# TASK DATA
============
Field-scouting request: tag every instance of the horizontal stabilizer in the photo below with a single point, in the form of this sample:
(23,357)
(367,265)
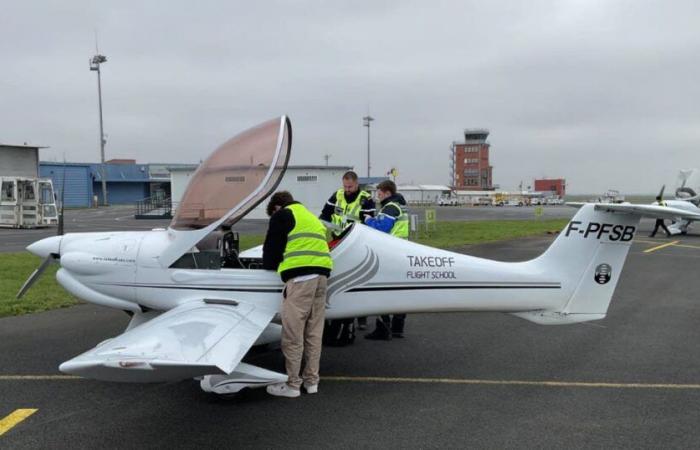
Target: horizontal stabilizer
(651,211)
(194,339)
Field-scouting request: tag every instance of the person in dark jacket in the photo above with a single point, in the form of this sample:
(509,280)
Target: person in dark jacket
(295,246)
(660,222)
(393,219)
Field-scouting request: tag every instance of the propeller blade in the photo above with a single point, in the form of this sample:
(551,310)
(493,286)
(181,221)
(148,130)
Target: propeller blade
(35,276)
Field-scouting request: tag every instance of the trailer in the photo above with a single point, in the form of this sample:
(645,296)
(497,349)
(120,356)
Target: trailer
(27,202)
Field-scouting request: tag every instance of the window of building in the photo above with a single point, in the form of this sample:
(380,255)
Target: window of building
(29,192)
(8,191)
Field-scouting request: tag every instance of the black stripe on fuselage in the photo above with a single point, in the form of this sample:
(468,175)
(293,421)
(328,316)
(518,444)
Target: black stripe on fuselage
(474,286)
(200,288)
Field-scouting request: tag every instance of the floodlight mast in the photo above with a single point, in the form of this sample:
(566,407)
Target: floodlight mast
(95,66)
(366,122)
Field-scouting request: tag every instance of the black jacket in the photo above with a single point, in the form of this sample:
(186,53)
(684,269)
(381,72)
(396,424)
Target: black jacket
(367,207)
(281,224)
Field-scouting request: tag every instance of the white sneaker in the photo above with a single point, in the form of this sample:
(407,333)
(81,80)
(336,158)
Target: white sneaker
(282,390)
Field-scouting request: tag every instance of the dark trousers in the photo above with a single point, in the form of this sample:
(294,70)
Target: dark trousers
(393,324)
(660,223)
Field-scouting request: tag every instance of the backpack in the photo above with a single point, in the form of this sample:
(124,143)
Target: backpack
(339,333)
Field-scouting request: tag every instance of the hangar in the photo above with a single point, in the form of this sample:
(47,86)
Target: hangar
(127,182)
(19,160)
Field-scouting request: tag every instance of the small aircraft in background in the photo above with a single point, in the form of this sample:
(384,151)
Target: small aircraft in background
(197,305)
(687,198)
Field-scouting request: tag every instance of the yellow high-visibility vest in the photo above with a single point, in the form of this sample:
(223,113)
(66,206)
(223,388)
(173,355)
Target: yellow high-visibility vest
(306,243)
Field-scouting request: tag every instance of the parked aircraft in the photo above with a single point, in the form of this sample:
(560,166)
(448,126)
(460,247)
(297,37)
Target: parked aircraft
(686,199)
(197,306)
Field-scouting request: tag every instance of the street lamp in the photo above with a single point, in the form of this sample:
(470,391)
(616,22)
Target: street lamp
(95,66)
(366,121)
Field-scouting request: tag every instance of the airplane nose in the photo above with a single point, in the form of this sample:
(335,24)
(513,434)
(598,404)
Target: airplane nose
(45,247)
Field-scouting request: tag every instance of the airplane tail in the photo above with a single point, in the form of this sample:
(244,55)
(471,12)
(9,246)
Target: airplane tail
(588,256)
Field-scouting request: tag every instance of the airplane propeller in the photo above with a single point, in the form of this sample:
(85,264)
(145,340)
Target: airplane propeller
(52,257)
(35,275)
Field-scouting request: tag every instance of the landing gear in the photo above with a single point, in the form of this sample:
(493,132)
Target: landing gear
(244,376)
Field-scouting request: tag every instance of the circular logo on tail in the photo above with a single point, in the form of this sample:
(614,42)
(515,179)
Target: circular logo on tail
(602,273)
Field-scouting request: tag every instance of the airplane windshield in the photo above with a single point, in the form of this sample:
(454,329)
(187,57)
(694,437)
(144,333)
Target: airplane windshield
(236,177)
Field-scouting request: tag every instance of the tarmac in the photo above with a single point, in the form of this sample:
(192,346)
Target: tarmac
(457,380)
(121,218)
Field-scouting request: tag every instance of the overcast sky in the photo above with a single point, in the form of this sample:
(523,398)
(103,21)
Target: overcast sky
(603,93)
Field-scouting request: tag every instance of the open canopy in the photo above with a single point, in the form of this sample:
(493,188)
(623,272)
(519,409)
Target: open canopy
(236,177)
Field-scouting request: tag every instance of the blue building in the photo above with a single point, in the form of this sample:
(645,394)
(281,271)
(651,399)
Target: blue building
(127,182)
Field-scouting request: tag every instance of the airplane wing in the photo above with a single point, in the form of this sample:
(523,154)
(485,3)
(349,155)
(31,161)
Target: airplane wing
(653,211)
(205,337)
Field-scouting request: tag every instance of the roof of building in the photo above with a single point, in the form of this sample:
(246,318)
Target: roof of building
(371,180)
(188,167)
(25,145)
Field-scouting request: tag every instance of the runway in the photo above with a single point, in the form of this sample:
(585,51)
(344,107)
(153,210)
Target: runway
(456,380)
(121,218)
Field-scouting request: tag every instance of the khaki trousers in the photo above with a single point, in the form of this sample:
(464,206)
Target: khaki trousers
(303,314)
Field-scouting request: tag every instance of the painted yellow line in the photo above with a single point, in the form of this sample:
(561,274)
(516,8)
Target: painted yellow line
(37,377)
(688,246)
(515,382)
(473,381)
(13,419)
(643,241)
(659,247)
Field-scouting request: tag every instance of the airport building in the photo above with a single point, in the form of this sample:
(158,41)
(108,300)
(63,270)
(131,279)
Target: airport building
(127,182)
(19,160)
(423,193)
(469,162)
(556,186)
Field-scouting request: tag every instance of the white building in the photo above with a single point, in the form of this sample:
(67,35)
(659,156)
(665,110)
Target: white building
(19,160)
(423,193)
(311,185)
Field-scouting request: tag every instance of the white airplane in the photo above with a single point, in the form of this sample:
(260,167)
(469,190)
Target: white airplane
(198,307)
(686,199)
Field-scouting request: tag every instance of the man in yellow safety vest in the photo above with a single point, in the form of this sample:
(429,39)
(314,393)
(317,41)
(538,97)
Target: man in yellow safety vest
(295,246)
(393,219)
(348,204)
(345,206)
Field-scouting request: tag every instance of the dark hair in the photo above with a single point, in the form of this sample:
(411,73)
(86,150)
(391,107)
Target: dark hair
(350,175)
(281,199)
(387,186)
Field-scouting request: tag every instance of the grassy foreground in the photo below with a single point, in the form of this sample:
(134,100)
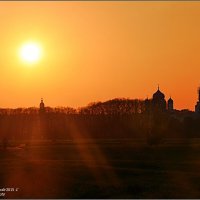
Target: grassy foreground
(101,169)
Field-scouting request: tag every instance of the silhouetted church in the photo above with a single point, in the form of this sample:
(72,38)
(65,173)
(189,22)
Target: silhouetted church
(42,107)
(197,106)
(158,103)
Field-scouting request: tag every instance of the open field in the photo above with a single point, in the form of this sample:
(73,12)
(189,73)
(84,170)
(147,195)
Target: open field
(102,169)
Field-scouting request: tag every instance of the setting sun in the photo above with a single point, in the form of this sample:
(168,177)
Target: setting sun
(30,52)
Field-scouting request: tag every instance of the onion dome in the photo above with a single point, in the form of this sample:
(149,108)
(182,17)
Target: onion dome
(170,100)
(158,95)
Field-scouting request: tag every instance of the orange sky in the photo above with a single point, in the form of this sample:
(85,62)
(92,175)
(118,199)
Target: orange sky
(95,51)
============
# YOUR TASK
Could you update the records from the line containing "Field-scouting request: tag every instance of the silhouetted" through the end of the records, changing "orange sky" to "red sky" and leaving everything else as it is?

# ANSWER IN FULL
Field-scouting request: tag every instance of the silhouetted church in the photo above with a single point, in the form of this sample:
(72,38)
(65,173)
(189,22)
Target: silhouetted church
(42,107)
(197,106)
(158,103)
Field-scouting request: tag every instance of the open field in the photo above with a single point, in the form of this sample:
(73,12)
(189,73)
(84,170)
(147,195)
Target: open field
(102,169)
Field-scouting request: tag every instance of the setting sun in the photo above with a single point, in the form of this sample:
(168,177)
Target: setting sun
(30,52)
Field-scouting request: tag every instance of the onion dome in the photo above with a single point, in the form of this sample:
(149,108)
(182,17)
Target: onion dome
(170,100)
(158,95)
Field-scouting request: tag every instance of the red sky in the photo above with a single point, in the form of this sample:
(85,62)
(92,175)
(118,199)
Target: red sky
(95,51)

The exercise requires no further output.